INPUT:
⁂
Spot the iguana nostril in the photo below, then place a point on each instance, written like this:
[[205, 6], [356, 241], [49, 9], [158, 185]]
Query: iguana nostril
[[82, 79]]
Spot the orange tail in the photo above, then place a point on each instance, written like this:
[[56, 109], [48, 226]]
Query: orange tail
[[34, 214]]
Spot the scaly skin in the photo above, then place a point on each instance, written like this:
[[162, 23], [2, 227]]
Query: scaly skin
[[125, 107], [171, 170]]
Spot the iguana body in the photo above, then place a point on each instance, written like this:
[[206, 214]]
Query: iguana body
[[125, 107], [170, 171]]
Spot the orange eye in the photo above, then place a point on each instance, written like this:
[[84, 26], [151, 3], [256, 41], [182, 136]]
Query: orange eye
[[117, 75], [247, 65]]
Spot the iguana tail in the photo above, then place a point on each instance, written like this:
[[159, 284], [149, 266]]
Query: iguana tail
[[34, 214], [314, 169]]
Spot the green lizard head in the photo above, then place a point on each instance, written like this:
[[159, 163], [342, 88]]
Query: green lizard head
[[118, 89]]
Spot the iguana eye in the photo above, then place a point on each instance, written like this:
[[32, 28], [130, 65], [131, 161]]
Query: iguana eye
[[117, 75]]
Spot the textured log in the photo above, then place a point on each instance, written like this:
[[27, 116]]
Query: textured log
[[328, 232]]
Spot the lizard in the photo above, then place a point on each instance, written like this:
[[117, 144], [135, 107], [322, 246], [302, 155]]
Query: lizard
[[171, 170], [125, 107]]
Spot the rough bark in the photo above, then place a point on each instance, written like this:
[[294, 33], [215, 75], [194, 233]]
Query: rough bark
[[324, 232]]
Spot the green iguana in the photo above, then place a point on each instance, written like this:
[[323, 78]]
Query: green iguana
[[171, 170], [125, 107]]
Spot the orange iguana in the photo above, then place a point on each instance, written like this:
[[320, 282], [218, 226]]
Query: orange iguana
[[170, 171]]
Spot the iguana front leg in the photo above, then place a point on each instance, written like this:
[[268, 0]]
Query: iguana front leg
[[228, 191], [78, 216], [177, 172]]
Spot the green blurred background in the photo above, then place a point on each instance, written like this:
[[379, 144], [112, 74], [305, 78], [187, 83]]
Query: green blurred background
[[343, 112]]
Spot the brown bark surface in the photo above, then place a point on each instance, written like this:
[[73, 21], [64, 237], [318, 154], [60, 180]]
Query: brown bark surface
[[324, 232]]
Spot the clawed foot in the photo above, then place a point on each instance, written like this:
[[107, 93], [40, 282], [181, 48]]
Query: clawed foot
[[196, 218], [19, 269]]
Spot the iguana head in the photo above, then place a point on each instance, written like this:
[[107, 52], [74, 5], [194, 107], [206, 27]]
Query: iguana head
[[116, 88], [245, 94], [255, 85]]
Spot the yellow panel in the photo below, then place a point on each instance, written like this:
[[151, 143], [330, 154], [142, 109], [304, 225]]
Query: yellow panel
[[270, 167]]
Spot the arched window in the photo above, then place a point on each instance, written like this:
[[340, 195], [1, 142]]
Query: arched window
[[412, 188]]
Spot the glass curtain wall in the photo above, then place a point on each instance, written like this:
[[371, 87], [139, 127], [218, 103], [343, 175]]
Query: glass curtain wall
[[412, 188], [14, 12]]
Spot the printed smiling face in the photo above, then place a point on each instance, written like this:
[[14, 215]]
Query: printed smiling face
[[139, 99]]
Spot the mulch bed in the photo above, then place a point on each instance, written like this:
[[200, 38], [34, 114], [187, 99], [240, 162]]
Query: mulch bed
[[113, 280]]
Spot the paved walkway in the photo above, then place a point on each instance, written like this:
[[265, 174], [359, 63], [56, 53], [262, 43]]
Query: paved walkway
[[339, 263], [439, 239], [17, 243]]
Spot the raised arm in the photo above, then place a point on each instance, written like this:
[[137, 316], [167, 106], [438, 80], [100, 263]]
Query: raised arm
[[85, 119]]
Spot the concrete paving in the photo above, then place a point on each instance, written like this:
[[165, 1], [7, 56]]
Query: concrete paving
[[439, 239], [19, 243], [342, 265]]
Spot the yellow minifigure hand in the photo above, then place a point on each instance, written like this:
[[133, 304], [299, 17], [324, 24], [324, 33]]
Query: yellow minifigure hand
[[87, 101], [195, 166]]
⁂
BRIEF:
Output exactly the lines of the material above from the one containing "Query: iguana front leg" up to and including the one containing "[[340, 195], [1, 142]]".

EXERCISE RESULT:
Query: iguana front leg
[[228, 191], [78, 216], [177, 172]]
Spot the green blurred background in the photo above, then place a point on each instance, written like this:
[[379, 144], [112, 74], [305, 78], [187, 83]]
Query: green blurred background
[[343, 112]]
Spot the brown bark surface in the photo above, then place a point on each instance, written like this:
[[73, 21], [64, 237], [318, 154], [60, 180]]
Query: brown bark surface
[[324, 232]]
Spot the clawed foot in the photo above, then place a point on each instance, written like this:
[[107, 93], [40, 282], [181, 48]]
Query: clawed foot
[[196, 218], [19, 269]]
Spot the iguana head in the photo above, then place a point on each instance, written like this:
[[107, 52], [74, 5], [194, 107], [206, 27]]
Query: iguana head
[[116, 88], [245, 94], [255, 85]]
Spot the yellow panel in the photo below, then place a point on each instance, written like this:
[[151, 143], [330, 154], [142, 109], [304, 225]]
Query: yellow panel
[[270, 167]]
Spot the arched window in the photo above, then place a point on each instance, written like this:
[[340, 195], [1, 142]]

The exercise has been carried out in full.